# [BRANO DEL DOCUMENTO]
○ ○ ○

Bukowski, lettere e schiamazzi di un gattaro impenitente
Misogino, omofobo, pervertito, alcolizzato. Persino gattaro. Questi alcuni degli attributi normalmente accostati al nome dello scrittore e poeta Charles Bukowski (1920-1994) dai fondamentalisti del politicamente corretto (ma non solo), sia avanti lettera che epigoni. Lui se ne è sempre fregato, continuando, imperterrito, a grattarsi sotto le ascelle, a bere e schiamazzare (non solo letterariamente parlando). Prova ne sia questo epistolario Notti di bevute e schiamazzi. 1960-1967, che Guanda ha appena mandato in libreria – a cura di Steven Moore (che firma anche la postfazione), e che si avvale della traduzione “benemerita” (vista la difficoltà slanghistica del testo originale) di Simona Viciani.
Si tratta di un nutrito scambio di lettere fra il ruvido Bukowski e l’eterea salutista Sheri Martinelli (nata Shirley Burns Brennan, 1918-1996), scrittrice, pittrice, scultrice, modella di Vogue per sbarcare il lunario. Si era fatta un nome come Queen of the Beats: Allen Ginsberg la cita in una sua poesia, Charlie Parker e i musicisti del Modern Jazz Quartet erano ospiti permanenti e rumorosi nel suo appartamento al Greenwich Village a New York. Marlon Brando era un suo ammiratore e Rod Steiger ne collezionava dipinti e sculture. Conobbe Ezra Pound e ne diventò più che “musa” quando: «con una mano mi toccava le tette e con l’altra sfogliava le Metamorfosi di Ovidio» (era il periodo del ricovero-detenzione del poeta – per presunta collusione col nemico durante l’ultima guerra – all’ospedale psichiatrico St. Elizabeth, a Washington).

○ ○ ○

# [ATTIVITÀ DA SVOLGERE]
1) Rispondi alle domande sull'articolo dedicato a Bukowski e Sheri Martinelli:
(a) Chi ha curato l'epistolario e ne firma anche la postfazione?
(b) Con quale soprannome si era fatta un nome Sheri Martinelli?
(c) In quale ospedale si trovava ricoverato Ezra Pound nel periodo ricordato?
2) Cita testualmente dall'articolo su Bukowski tutto ciò che va da «Bukowski, lettere e» fino a «di Simona Viciani.».
3) Scrivi il seguito dell'articolo su Bukowski e Sheri Martinelli, riprendendo dopo l'ultima frase riportata.
L'elenco riportato più avanti proviene da un'altra fonte.

# [ELENCO FORNITO]
○ ○ ○

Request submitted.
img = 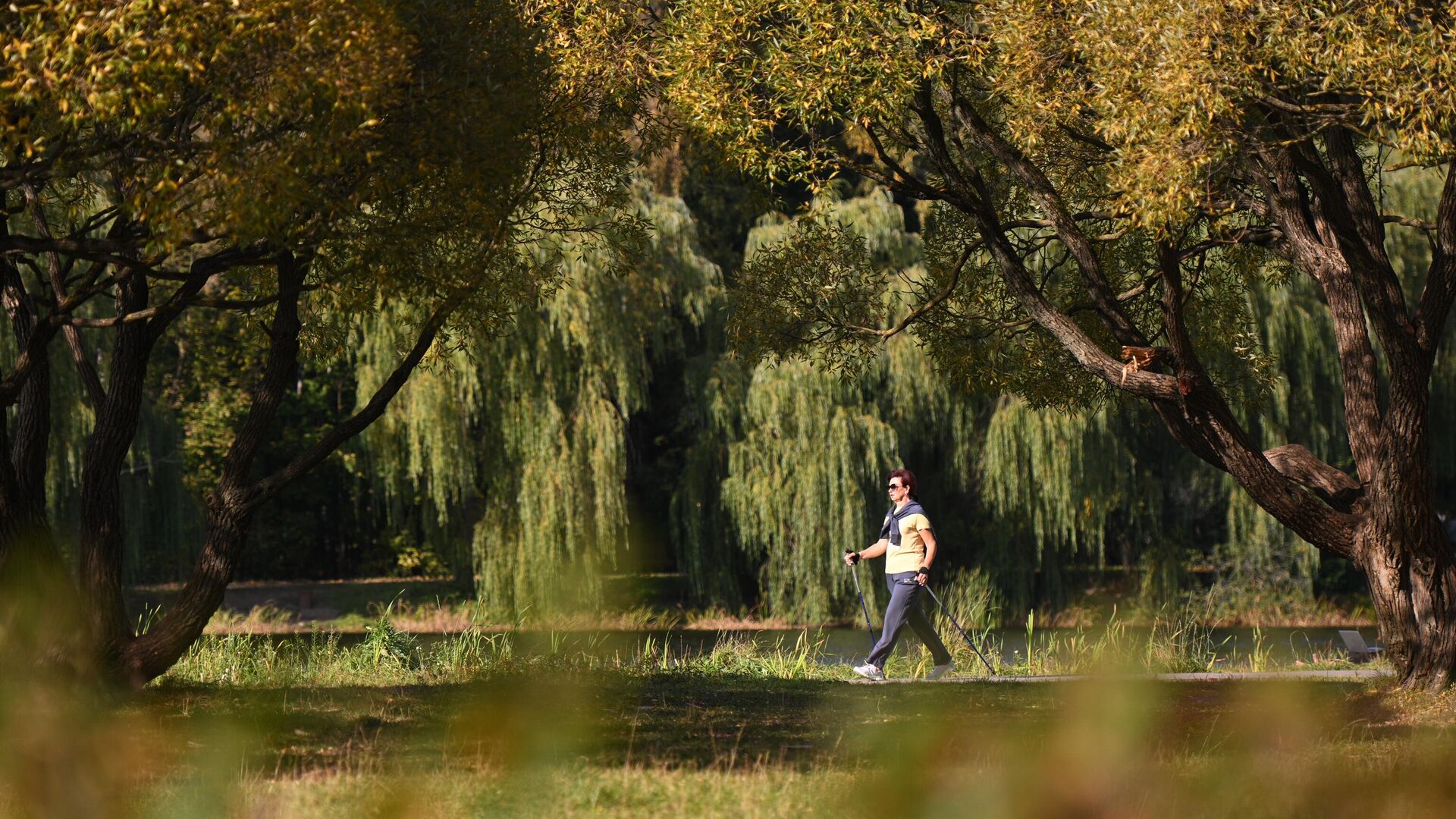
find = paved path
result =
[849,669,1395,685]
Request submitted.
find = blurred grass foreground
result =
[0,620,1456,817]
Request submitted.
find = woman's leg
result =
[905,585,951,666]
[869,573,924,669]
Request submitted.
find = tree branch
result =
[951,99,1147,347]
[1415,171,1456,356]
[239,288,466,510]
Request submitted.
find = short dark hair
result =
[886,469,920,500]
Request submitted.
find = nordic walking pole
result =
[924,583,996,675]
[845,549,880,651]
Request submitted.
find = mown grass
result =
[11,657,1456,817]
[163,603,1388,688]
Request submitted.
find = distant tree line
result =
[39,154,1456,621]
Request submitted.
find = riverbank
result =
[128,577,1374,634]
[0,661,1456,819]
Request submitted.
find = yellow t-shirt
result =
[885,512,930,574]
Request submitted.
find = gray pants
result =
[869,571,951,669]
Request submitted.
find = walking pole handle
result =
[845,549,880,653]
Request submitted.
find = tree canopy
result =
[557,0,1456,686]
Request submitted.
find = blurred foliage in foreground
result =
[0,647,1456,817]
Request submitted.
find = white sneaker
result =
[855,663,885,679]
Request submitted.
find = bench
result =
[1339,629,1385,663]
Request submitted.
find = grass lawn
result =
[8,666,1456,817]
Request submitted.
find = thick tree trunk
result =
[77,272,152,669]
[1360,522,1456,691]
[117,498,252,688]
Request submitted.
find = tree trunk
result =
[77,272,153,669]
[1360,519,1456,691]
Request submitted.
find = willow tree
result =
[673,187,983,623]
[559,0,1456,688]
[0,0,637,682]
[355,185,722,615]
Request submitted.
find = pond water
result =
[309,626,1376,664]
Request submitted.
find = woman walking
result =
[845,469,956,679]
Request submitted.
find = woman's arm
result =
[845,538,890,566]
[916,529,935,586]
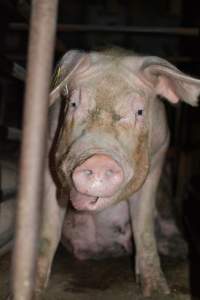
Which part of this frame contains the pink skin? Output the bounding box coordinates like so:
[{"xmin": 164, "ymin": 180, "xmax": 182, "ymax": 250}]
[
  {"xmin": 72, "ymin": 154, "xmax": 124, "ymax": 197},
  {"xmin": 34, "ymin": 49, "xmax": 200, "ymax": 296}
]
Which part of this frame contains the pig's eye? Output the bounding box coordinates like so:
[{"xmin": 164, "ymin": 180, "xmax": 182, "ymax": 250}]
[{"xmin": 61, "ymin": 86, "xmax": 69, "ymax": 100}]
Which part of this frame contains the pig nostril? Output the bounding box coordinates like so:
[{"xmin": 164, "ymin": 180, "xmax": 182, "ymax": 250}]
[
  {"xmin": 106, "ymin": 170, "xmax": 113, "ymax": 177},
  {"xmin": 84, "ymin": 170, "xmax": 93, "ymax": 176}
]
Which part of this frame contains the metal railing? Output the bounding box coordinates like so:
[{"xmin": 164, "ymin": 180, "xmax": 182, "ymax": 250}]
[{"xmin": 12, "ymin": 0, "xmax": 58, "ymax": 300}]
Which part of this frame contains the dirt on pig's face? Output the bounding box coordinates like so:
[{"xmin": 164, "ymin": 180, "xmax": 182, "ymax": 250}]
[{"xmin": 55, "ymin": 67, "xmax": 149, "ymax": 211}]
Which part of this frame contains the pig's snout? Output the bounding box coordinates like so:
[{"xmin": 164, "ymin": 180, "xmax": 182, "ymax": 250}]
[{"xmin": 72, "ymin": 154, "xmax": 124, "ymax": 197}]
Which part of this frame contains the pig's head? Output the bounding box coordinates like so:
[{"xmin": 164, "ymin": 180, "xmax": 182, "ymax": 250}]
[{"xmin": 50, "ymin": 51, "xmax": 200, "ymax": 211}]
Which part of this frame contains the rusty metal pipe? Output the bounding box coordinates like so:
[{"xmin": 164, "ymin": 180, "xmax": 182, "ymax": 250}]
[{"xmin": 12, "ymin": 0, "xmax": 58, "ymax": 300}]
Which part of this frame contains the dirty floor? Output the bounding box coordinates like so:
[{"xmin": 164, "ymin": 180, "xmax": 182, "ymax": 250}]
[{"xmin": 0, "ymin": 247, "xmax": 198, "ymax": 300}]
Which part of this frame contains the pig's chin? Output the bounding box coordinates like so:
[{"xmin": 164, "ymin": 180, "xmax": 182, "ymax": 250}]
[{"xmin": 70, "ymin": 188, "xmax": 113, "ymax": 212}]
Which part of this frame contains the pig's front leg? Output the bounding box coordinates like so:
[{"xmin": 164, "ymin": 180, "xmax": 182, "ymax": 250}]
[
  {"xmin": 130, "ymin": 145, "xmax": 170, "ymax": 296},
  {"xmin": 35, "ymin": 163, "xmax": 66, "ymax": 294}
]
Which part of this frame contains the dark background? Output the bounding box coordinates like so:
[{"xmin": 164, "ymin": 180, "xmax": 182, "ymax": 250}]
[{"xmin": 0, "ymin": 0, "xmax": 200, "ymax": 295}]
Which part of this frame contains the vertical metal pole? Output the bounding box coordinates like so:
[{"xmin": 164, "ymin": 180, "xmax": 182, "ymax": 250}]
[{"xmin": 12, "ymin": 0, "xmax": 58, "ymax": 300}]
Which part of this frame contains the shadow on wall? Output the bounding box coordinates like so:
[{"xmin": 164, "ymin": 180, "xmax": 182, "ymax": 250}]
[{"xmin": 183, "ymin": 176, "xmax": 200, "ymax": 300}]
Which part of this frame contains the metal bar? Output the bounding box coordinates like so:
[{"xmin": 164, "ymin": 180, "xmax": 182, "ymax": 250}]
[
  {"xmin": 9, "ymin": 23, "xmax": 200, "ymax": 37},
  {"xmin": 12, "ymin": 0, "xmax": 58, "ymax": 300}
]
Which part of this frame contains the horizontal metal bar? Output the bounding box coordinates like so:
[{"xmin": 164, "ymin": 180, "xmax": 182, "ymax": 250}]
[{"xmin": 9, "ymin": 23, "xmax": 200, "ymax": 37}]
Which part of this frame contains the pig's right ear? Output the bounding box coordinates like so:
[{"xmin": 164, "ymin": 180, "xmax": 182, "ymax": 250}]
[
  {"xmin": 49, "ymin": 50, "xmax": 88, "ymax": 106},
  {"xmin": 141, "ymin": 56, "xmax": 200, "ymax": 106}
]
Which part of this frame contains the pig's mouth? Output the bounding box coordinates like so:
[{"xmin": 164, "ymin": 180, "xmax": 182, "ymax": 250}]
[
  {"xmin": 70, "ymin": 153, "xmax": 126, "ymax": 211},
  {"xmin": 70, "ymin": 188, "xmax": 117, "ymax": 212}
]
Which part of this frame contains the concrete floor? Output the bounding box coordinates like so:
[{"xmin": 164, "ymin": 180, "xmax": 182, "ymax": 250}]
[{"xmin": 0, "ymin": 247, "xmax": 194, "ymax": 300}]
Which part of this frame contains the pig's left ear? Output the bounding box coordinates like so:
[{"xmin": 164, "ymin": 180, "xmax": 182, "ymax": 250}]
[
  {"xmin": 140, "ymin": 57, "xmax": 200, "ymax": 106},
  {"xmin": 49, "ymin": 50, "xmax": 89, "ymax": 106}
]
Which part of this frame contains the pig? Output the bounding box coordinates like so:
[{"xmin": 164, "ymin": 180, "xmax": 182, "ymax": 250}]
[{"xmin": 36, "ymin": 49, "xmax": 200, "ymax": 296}]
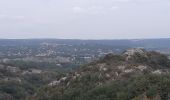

○ ○ ○

# [RISPOSTE PER ESERCIZIO]
1)
(a) Steven Moore.
(b) Queen of the Beats.
(c) All'ospedale psichiatrico St. Elizabeth, a Washington.

2)
Bukowski, lettere e schiamazzi di un gattaro impenitente
Misogino, omofobo, pervertito, alcolizzato. Persino gattaro. Questi alcuni degli attributi normalmente accostati al nome dello scrittore e poeta Charles Bukowski (1920-1994) dai fondamentalisti del politicamente corretto (ma non solo), sia avanti lettera che epigoni. Lui se ne è sempre fregato, continuando, imperterrito, a grattarsi sotto le ascelle, a bere e schiamazzare (non solo letterariamente parlando). Prova ne sia questo epistolario Notti di bevute e schiamazzi. 1960-1967, che Guanda ha appena mandato in libreria – a cura di Steven Moore (che firma anche la postfazione), e che si avvale della traduzione “benemerita” (vista la difficoltà slanghistica del testo originale) di Simona Viciani.

3)
L’opinione di coloro che frequentavano Pound in quel periodo, e quindi non potevano fare a meno di incontrare Sheri, quotidianamente presente al capezzale letterario del poeta dei Cantos, è spesso diversa e divergente. C’è chi la definisce «una giovane donna bizzarra, alquanto svitata», chi le dà della «manipolatrice, una problematica testa matta», ma anche chi asserisce che Sheri rappresentasse «la vera essenza dell’amore visto come ispirazione», e che avesse salvato la vita a Pound, perlomeno quella creativa.
Per Sheri, Pound – che, come ricorda il curatore, assocerà, nei Cantos, l’amante e allieva a una vasta gamma di figure femminili mitologiche e letterarie, curò il libretto La Martinelli, come la chiamava lui – pubblicato, a Milano, da Vanni Scheiwiller, in cinquecento oggi rarissime copie numerate (1956) – in cui erano riprodotti nove dipinti e due ceramiche. Scrisse il Vate: «Il turbine che ritardò il riconoscimento del mio genio (...) si snoda parallelo all’opera di La Martinelli, che è la prima a mostrare una capacità manifesta nella pittura o nella ceramica che va elogiata come la mia scrittura».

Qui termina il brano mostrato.